• _Prompt_: Arrange each line of the material below as a row in a Markdown table with the columns "No." and "Text", numbering the rows in order and skipping any blank lines. Leave the pictures out of the table.

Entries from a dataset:

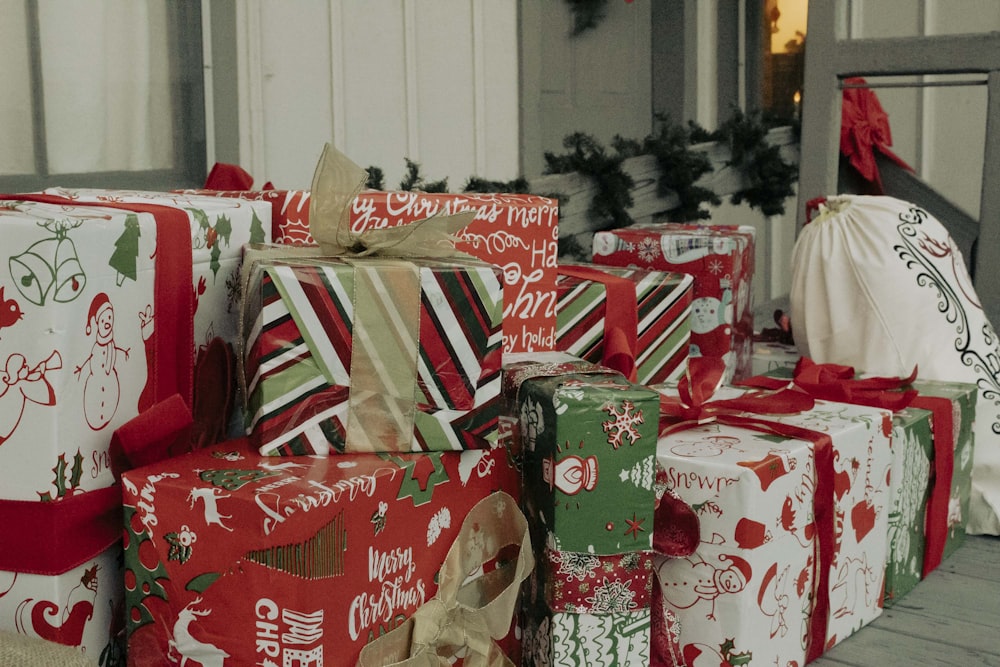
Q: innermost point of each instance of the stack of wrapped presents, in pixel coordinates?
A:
(352, 427)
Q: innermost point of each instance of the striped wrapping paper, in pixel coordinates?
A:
(664, 307)
(300, 343)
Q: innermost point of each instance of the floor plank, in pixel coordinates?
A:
(950, 618)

• _Final result_:
| No. | Text |
|---|---|
| 1 | Q: innermost point of each instance of the stack of wrapped presents, in pixel coordinates? |
| 2 | A: |
| 3 | (352, 427) |
| 4 | Q: innermost point of each instance of the striped wrapping paper, in pixel coordinates? |
| 5 | A: |
| 6 | (664, 307) |
| 7 | (300, 343) |
| 8 | Q: innermost point of each instance of the floor plank, in pixel coordinates? |
| 9 | A: |
| 10 | (950, 618) |